Given request. Extract the stretch of lines that starts at the line with "of the white-red-white" and ends at the last line of the data below. Give it exactly, without pictures.

** start Extracted entries **

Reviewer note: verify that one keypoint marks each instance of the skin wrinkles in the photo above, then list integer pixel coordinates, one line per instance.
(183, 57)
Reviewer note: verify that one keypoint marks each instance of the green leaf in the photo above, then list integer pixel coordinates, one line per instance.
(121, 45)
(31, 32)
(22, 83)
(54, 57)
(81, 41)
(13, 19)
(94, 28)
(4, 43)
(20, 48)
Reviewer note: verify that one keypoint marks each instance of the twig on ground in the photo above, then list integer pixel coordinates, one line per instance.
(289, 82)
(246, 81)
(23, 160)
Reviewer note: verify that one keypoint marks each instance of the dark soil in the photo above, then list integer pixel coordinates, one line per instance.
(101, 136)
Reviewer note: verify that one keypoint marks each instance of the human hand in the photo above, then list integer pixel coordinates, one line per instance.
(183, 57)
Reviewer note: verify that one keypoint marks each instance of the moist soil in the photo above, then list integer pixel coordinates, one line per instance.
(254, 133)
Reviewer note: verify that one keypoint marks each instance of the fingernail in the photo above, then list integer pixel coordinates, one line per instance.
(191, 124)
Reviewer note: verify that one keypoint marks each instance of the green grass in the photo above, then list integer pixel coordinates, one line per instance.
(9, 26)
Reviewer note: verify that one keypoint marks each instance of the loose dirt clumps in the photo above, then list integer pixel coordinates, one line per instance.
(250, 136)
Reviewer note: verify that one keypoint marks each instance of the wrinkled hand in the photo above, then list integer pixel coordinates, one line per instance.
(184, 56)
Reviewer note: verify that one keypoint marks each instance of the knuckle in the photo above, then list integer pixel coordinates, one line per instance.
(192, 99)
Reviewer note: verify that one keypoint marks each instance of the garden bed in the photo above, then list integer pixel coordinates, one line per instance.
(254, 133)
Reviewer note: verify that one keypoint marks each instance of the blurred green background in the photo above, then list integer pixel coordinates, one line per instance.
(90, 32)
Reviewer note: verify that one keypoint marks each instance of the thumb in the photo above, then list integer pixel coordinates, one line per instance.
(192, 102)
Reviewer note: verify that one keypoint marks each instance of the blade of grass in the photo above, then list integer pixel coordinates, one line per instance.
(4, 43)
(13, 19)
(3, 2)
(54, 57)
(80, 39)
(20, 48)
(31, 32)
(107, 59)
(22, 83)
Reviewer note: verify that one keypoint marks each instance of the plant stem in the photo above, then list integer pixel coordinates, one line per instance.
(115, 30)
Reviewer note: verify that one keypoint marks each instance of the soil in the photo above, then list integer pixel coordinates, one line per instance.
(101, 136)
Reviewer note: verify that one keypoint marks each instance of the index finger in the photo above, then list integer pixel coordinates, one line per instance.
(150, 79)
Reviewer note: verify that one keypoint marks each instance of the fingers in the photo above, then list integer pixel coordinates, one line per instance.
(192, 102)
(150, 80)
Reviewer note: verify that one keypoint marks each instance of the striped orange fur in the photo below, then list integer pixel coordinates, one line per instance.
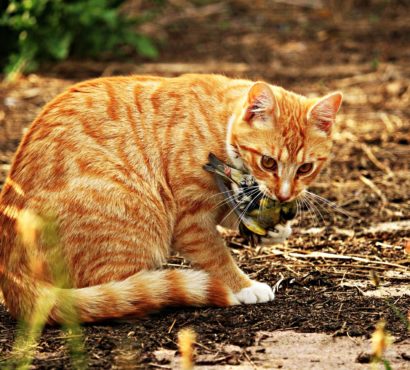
(118, 163)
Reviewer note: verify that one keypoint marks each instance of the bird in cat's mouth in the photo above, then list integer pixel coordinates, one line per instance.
(258, 212)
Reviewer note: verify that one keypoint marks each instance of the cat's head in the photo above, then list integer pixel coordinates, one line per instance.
(284, 139)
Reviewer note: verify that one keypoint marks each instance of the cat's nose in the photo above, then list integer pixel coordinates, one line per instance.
(283, 197)
(284, 192)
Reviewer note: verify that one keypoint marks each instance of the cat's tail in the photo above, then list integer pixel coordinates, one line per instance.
(140, 294)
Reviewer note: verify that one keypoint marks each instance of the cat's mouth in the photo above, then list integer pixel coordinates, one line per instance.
(267, 192)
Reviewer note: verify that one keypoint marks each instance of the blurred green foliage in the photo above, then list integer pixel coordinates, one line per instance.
(36, 30)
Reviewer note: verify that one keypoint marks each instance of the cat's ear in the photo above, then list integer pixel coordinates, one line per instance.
(323, 113)
(261, 104)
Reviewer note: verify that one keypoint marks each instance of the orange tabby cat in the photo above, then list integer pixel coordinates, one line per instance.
(118, 162)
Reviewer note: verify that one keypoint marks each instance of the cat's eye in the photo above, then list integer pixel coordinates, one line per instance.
(269, 163)
(305, 168)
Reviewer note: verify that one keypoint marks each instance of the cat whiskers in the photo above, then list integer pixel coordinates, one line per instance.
(323, 203)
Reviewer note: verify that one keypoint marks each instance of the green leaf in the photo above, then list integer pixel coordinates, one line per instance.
(145, 47)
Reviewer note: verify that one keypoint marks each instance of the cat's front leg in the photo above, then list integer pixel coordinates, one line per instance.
(279, 235)
(200, 243)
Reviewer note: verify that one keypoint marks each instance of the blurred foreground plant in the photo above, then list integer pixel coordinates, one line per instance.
(30, 226)
(36, 30)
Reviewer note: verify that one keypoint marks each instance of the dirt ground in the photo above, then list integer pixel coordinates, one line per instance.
(342, 273)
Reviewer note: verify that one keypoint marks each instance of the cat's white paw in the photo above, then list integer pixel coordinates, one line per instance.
(256, 293)
(279, 235)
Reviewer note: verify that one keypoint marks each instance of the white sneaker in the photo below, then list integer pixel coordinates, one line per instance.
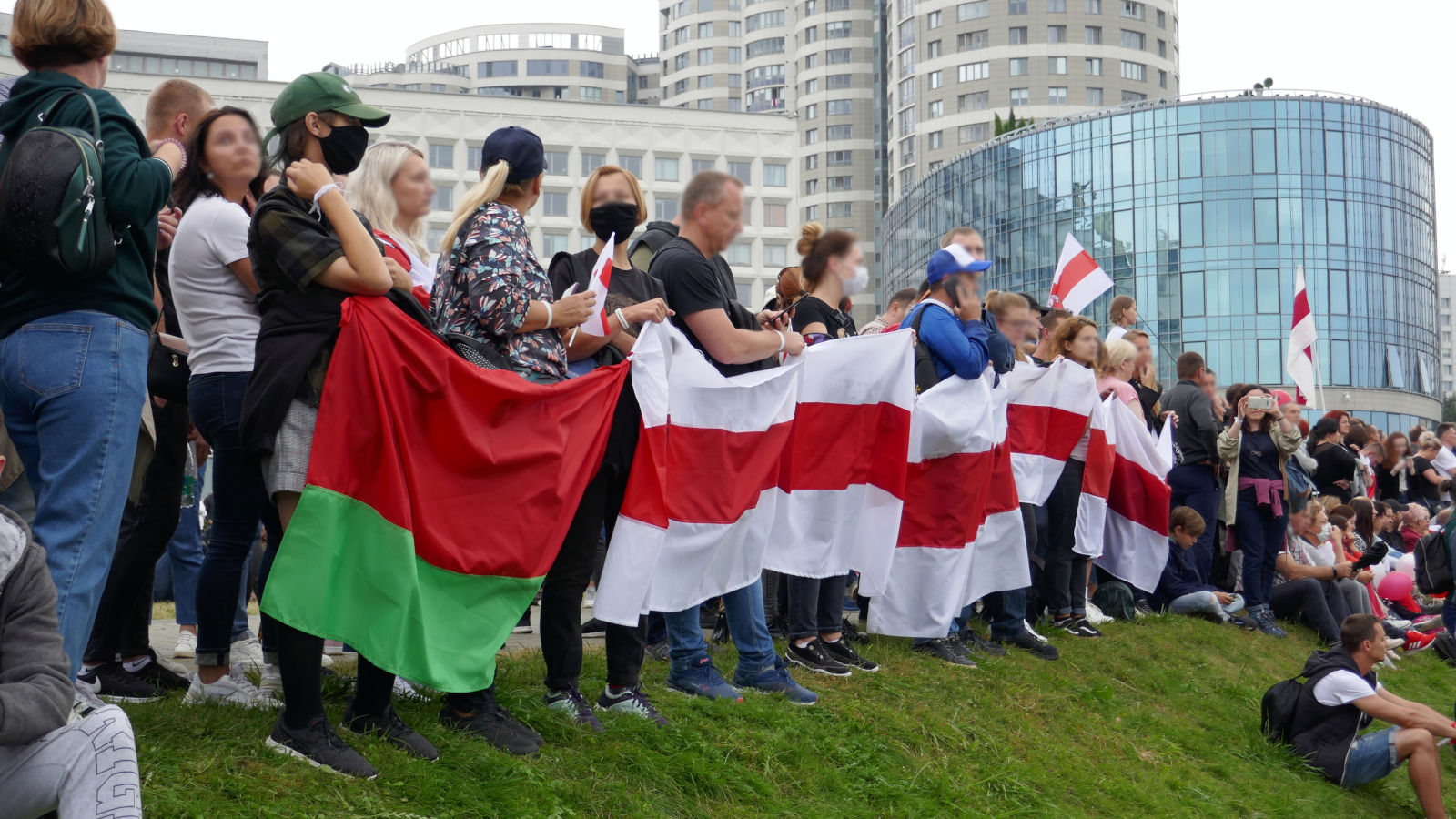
(187, 646)
(1096, 615)
(230, 690)
(248, 654)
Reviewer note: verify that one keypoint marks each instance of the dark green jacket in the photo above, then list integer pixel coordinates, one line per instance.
(136, 188)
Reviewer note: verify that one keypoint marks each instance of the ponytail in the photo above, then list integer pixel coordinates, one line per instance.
(488, 189)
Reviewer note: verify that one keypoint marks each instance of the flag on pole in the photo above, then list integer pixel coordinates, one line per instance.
(599, 286)
(1299, 363)
(1138, 501)
(1077, 280)
(437, 497)
(798, 468)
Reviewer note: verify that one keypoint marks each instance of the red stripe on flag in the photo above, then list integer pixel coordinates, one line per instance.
(1139, 496)
(1034, 429)
(945, 500)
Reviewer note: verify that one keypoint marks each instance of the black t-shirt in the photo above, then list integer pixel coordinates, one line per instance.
(1424, 491)
(695, 285)
(628, 288)
(814, 310)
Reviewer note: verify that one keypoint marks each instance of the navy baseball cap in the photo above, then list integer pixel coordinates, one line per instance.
(950, 261)
(519, 147)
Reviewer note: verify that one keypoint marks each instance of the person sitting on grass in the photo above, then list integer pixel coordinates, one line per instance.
(1343, 695)
(1179, 589)
(84, 761)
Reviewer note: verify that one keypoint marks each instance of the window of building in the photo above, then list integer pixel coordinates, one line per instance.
(973, 11)
(441, 155)
(970, 41)
(553, 203)
(546, 67)
(970, 72)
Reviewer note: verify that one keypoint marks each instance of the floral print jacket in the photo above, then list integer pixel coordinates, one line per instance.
(487, 285)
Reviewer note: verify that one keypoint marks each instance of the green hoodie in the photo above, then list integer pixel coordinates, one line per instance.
(136, 188)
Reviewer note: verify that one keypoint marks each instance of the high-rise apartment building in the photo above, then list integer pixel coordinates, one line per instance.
(954, 66)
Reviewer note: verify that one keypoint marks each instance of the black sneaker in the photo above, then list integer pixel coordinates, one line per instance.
(814, 658)
(575, 705)
(392, 731)
(977, 643)
(162, 676)
(116, 683)
(630, 702)
(1037, 647)
(494, 724)
(844, 653)
(319, 746)
(946, 651)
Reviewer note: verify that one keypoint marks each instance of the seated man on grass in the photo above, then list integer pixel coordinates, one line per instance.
(1343, 695)
(1179, 589)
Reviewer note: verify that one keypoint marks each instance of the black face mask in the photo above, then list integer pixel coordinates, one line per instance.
(344, 147)
(613, 217)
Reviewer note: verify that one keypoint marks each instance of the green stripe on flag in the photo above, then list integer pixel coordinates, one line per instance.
(347, 573)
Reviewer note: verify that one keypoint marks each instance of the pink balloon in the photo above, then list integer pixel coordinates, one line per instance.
(1395, 586)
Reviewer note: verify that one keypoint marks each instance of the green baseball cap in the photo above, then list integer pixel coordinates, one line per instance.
(322, 91)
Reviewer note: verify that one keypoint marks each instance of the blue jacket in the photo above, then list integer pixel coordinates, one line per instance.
(956, 346)
(1179, 576)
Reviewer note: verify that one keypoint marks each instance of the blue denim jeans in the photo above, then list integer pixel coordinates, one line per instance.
(746, 624)
(239, 503)
(72, 389)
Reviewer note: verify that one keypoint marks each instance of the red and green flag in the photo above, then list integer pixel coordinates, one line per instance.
(437, 497)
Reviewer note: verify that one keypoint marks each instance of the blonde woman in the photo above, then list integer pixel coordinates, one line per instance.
(392, 189)
(491, 286)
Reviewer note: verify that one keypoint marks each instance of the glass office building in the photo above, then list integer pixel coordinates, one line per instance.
(1203, 210)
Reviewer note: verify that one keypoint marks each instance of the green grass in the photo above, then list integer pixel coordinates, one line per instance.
(1158, 719)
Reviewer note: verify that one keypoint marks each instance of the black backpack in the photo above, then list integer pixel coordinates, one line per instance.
(53, 206)
(1433, 562)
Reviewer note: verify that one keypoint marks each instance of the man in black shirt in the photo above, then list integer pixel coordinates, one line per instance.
(1194, 480)
(705, 309)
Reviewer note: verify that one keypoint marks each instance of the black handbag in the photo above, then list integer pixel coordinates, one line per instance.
(167, 372)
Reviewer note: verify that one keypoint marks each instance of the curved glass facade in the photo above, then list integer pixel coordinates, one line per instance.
(1203, 210)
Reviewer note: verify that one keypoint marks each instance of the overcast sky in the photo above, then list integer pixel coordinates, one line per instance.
(1394, 53)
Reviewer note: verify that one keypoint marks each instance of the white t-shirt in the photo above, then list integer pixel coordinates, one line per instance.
(1343, 688)
(218, 315)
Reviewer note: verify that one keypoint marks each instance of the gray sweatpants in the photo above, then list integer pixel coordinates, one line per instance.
(86, 768)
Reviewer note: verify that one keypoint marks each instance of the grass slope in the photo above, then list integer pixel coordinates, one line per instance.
(1158, 719)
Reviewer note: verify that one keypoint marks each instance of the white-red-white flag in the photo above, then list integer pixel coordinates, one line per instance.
(1300, 359)
(1077, 280)
(1136, 533)
(961, 532)
(798, 468)
(601, 283)
(1047, 413)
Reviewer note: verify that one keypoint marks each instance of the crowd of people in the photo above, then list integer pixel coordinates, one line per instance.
(238, 263)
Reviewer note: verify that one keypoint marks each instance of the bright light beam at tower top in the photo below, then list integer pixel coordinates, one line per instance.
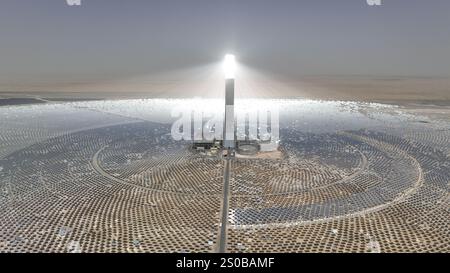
(229, 66)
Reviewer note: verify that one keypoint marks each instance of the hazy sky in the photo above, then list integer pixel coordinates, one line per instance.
(46, 41)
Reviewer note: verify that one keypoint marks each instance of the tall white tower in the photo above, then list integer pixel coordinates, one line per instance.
(229, 136)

** end Extracted entries **

Correct output.
Reviewer note: verify that one keypoint marks each instance of the white-red-white flag in the photo above, then list integer pixel coordinates, one line per instance.
(1300, 359)
(1077, 280)
(1136, 533)
(961, 532)
(798, 468)
(601, 283)
(1047, 413)
Reviewer note: verify that one keypoint marks each instance of the crowd of people in the photo above, then list integer pixel coordinates, one line per instance.
(238, 263)
Reviewer note: verify that one keypoint marks each instance of the bright light beam at tower top in the photo below, then list integer pixel coordinates, one line per instance.
(229, 66)
Reviewer note: verify that one keypoint marks each instance of the hazy sky in the photo above, then list integer pixel coordinates, one line per instance.
(46, 41)
Reviewer note: verify that one keypoint marks each instance of the tall white tower in the photo above, then list integer pixel coordinates, one line per instance.
(229, 136)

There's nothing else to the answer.